AIM OF THE EXERCISE = For this exercise, write each entry below out precisely and omit the pictures.
○ ○ ○ ○ ○ ○ ○
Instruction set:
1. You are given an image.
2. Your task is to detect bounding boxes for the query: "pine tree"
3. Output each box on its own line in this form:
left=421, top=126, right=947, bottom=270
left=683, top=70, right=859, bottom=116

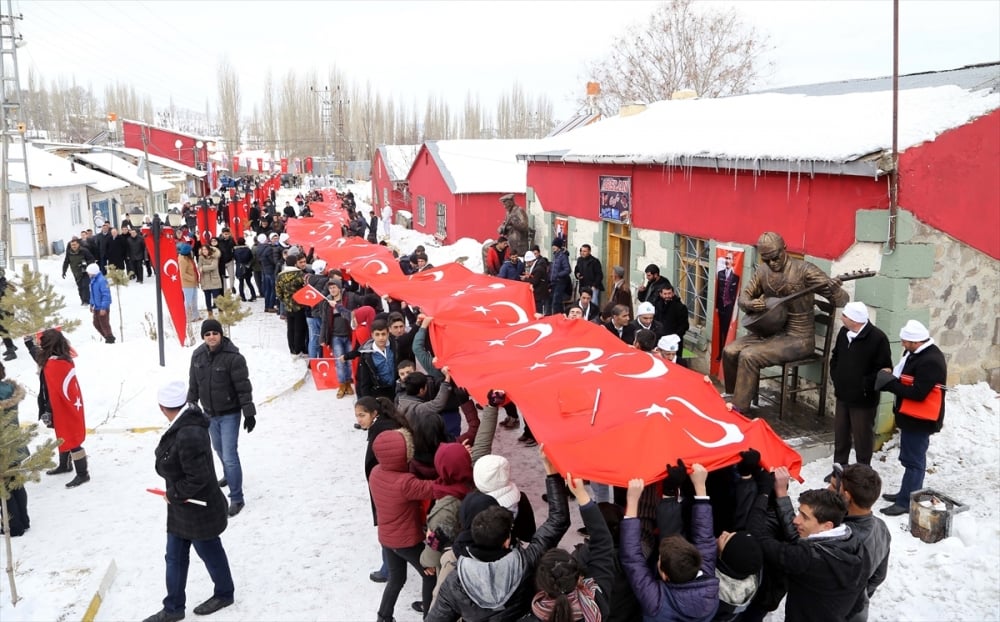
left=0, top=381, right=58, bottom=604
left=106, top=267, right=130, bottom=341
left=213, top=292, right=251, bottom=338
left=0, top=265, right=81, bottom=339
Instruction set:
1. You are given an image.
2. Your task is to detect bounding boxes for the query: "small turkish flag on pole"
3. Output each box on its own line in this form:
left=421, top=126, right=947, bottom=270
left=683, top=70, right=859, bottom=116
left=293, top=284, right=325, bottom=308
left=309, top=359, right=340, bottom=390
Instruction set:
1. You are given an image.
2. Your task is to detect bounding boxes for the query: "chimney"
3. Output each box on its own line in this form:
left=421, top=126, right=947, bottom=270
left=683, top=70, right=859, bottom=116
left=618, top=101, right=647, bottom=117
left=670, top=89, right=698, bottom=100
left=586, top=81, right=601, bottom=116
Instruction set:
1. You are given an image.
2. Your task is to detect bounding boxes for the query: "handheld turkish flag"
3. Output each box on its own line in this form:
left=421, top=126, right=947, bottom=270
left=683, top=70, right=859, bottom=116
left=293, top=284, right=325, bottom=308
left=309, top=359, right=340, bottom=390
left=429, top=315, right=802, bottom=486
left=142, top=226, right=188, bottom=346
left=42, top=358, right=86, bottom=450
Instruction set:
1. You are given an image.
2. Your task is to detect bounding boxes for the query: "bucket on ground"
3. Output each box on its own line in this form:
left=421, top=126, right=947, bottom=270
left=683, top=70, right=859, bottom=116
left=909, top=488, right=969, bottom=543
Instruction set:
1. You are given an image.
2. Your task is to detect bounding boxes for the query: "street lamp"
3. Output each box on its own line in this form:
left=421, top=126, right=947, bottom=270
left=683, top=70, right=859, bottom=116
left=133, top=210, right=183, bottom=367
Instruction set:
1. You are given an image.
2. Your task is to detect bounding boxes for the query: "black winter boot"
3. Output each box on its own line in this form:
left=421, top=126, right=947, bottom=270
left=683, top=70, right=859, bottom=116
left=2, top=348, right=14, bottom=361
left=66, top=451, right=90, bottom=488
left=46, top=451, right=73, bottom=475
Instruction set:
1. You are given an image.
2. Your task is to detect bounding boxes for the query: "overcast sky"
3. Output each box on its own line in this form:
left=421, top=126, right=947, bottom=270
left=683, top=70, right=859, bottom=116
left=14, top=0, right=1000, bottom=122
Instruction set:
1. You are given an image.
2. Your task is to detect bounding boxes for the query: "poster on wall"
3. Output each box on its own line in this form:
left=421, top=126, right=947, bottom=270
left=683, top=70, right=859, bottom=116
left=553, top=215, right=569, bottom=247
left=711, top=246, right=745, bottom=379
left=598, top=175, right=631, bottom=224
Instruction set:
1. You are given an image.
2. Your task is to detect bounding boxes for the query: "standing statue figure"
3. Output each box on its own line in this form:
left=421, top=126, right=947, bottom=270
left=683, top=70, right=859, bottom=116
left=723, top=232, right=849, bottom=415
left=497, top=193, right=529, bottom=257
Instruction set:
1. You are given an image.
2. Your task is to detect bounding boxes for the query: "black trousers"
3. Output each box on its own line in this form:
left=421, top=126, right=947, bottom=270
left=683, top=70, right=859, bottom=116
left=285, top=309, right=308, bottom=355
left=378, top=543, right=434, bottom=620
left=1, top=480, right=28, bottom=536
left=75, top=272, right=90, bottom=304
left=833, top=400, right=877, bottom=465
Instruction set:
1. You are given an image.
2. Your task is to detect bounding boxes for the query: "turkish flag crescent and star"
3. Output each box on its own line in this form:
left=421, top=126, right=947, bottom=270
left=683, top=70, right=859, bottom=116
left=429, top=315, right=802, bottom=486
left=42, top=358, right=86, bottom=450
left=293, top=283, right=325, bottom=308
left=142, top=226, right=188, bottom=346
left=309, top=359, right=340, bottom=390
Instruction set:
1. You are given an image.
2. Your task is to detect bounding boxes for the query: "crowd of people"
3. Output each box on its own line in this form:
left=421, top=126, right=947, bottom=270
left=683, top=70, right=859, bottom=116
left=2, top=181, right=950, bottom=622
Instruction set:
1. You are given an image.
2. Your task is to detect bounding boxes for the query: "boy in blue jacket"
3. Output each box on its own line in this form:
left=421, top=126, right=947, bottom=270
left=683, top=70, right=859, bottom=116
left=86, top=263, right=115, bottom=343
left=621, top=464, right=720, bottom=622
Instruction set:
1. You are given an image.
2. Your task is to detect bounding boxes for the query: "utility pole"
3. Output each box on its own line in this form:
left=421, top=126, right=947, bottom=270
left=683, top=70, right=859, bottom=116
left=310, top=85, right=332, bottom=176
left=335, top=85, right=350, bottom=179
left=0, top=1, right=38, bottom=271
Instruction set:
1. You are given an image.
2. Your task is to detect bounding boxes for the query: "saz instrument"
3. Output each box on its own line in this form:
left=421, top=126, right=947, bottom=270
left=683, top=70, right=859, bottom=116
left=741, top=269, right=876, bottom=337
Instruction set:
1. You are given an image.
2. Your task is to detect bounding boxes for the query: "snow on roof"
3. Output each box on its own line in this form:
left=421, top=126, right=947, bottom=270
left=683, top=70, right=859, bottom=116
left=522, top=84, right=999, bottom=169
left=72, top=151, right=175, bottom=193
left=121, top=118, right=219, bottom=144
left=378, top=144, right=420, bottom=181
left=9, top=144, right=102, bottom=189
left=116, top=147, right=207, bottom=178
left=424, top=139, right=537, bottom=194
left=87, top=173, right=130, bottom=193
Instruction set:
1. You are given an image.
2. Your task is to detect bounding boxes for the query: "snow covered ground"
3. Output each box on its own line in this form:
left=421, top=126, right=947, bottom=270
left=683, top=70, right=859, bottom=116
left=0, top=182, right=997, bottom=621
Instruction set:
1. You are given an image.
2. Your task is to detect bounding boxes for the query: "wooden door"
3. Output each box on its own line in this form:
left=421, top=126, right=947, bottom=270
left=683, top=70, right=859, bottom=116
○ ○ ○ ○ ○ ○ ○
ANSWER FOR THIS EXERCISE =
Instruction set:
1. You are given an image.
2. Your task is to detect bounding boxes for the query: "pine tree"
3. Output each box on its own line in this form:
left=421, top=126, right=947, bottom=270
left=683, top=70, right=859, bottom=116

left=0, top=381, right=58, bottom=604
left=106, top=267, right=130, bottom=341
left=213, top=292, right=251, bottom=338
left=0, top=265, right=81, bottom=339
Instruction set:
1. You are given an image.
2. Your task is to detect bounding boxes for the query: "small turkish flag on pole"
3. Output each box on its own line in this form:
left=421, top=126, right=947, bottom=270
left=683, top=70, right=859, bottom=116
left=293, top=284, right=325, bottom=308
left=309, top=359, right=340, bottom=390
Instruction set:
1. You are given an image.
2. Your task is to detect bounding boxes for the query: "chimney"
3. Output each box on its own line in this form:
left=421, top=126, right=947, bottom=270
left=683, top=70, right=859, bottom=116
left=618, top=101, right=647, bottom=117
left=670, top=89, right=698, bottom=100
left=586, top=81, right=601, bottom=116
Instruction set:
1. You are given an image.
2. Your task is to detect bounding boxes for the query: "handheld turkish flag"
3. Output each box on its own line in this form:
left=421, top=126, right=947, bottom=270
left=683, top=70, right=859, bottom=116
left=293, top=284, right=325, bottom=308
left=309, top=359, right=340, bottom=390
left=429, top=315, right=802, bottom=486
left=142, top=226, right=188, bottom=346
left=42, top=358, right=86, bottom=450
Instruction set:
1. You are given an image.
2. Your task is to detect bounding boxes for the query: "bucket on ground"
3. Output each box on its own line in this form:
left=421, top=126, right=947, bottom=270
left=683, top=70, right=859, bottom=116
left=909, top=488, right=969, bottom=543
Instruction set:
1. You are given an image.
2. Your task is to detect bounding boxes for the query: "street lamp"
3. Output each box on its own line in this form:
left=421, top=126, right=947, bottom=270
left=683, top=70, right=859, bottom=116
left=133, top=210, right=183, bottom=367
Instruction set:
1. You are given an image.
2. Your task is to detect bounding boxes for the query: "black winter boot"
3. Output each box on its own line in this form:
left=421, top=126, right=947, bottom=270
left=683, top=70, right=859, bottom=116
left=2, top=348, right=14, bottom=361
left=66, top=451, right=90, bottom=488
left=46, top=451, right=73, bottom=475
Instruction set:
1. You are given an image.
2. Your task is to detect bounding boxes for the query: "overcast sky"
3. Output each box on its own line in this form:
left=421, top=126, right=947, bottom=270
left=683, top=70, right=859, bottom=116
left=14, top=0, right=1000, bottom=122
Instruction set:
1. You are given an image.
2. Your task is to detect bounding boxes for the query: "poster on wall"
3. Output each box on its own line in this form:
left=421, top=126, right=947, bottom=270
left=683, top=70, right=859, bottom=116
left=553, top=215, right=569, bottom=247
left=711, top=246, right=745, bottom=379
left=598, top=175, right=631, bottom=224
Instruction set:
1. You are given an image.
2. Your task is to detect bounding boxes for the query: "standing statue figure"
3. Output each box on its own line in this form:
left=421, top=126, right=947, bottom=270
left=683, top=70, right=859, bottom=116
left=723, top=232, right=849, bottom=415
left=497, top=193, right=529, bottom=257
Instruction set:
1. You are given an image.
2. Your task is to detect bounding boxes for the query: "black trousers"
3. Output each box on its own line in this form:
left=421, top=126, right=947, bottom=270
left=683, top=70, right=859, bottom=116
left=285, top=309, right=308, bottom=355
left=378, top=543, right=434, bottom=620
left=1, top=480, right=28, bottom=536
left=75, top=272, right=90, bottom=304
left=833, top=400, right=877, bottom=465
Instruction set:
1. You are given an image.
2. Your task is to detect bounding boxes for the query: "turkish flag crescent and star"
3. Output each box on its own line in this form:
left=421, top=126, right=947, bottom=270
left=683, top=70, right=859, bottom=116
left=429, top=315, right=802, bottom=486
left=42, top=358, right=86, bottom=450
left=293, top=283, right=325, bottom=308
left=142, top=226, right=188, bottom=346
left=309, top=359, right=340, bottom=390
Instruction set:
1. You are given an image.
2. Your task is to detect bounding boxes for the query: "crowd of people"
3. Output each box on its own line in this form:
left=421, top=126, right=947, bottom=270
left=683, top=70, right=859, bottom=116
left=2, top=181, right=950, bottom=622
Instruction set:
1. You are given an image.
2. Your task is to detect bounding boxes for the query: "boy in blue jacket"
3. Output each box on its own line in this form:
left=421, top=126, right=947, bottom=270
left=683, top=70, right=859, bottom=116
left=86, top=263, right=115, bottom=343
left=621, top=464, right=720, bottom=622
Instruction set:
1. You are given an image.
2. Your task is to detect bounding boxes for the query: "utility pole"
3. Output each box on its own line in this form:
left=421, top=126, right=947, bottom=270
left=683, top=70, right=859, bottom=116
left=310, top=85, right=332, bottom=176
left=335, top=85, right=350, bottom=179
left=0, top=1, right=38, bottom=271
Instruction set:
1. You are given an image.
2. Your task is to detect bounding boxes for the query: "saz instrument"
3. Output each box on its own line in this form:
left=421, top=126, right=947, bottom=270
left=683, top=70, right=859, bottom=116
left=741, top=269, right=876, bottom=337
Instruction set:
1. You are given an image.
2. Your task is to detect bounding boxes for the query: "snow on roof"
3. Output each box on its own line in this form:
left=421, top=126, right=947, bottom=270
left=683, top=70, right=859, bottom=116
left=522, top=84, right=999, bottom=169
left=72, top=151, right=175, bottom=193
left=121, top=118, right=219, bottom=144
left=378, top=144, right=420, bottom=181
left=9, top=144, right=102, bottom=189
left=116, top=147, right=207, bottom=178
left=424, top=139, right=537, bottom=194
left=87, top=173, right=130, bottom=193
Instruction set:
1. You are given an image.
2. Your task is to detect bounding boxes for the query: "snow covered ground"
3. Output each box on its own line in this form:
left=421, top=126, right=947, bottom=270
left=683, top=70, right=859, bottom=116
left=0, top=182, right=997, bottom=621
Instruction set:
1. You are given an image.
2. Your task is to detect bounding boxes for the query: "wooden door"
3. Output each box on its own line in this form:
left=421, top=126, right=947, bottom=270
left=683, top=70, right=859, bottom=116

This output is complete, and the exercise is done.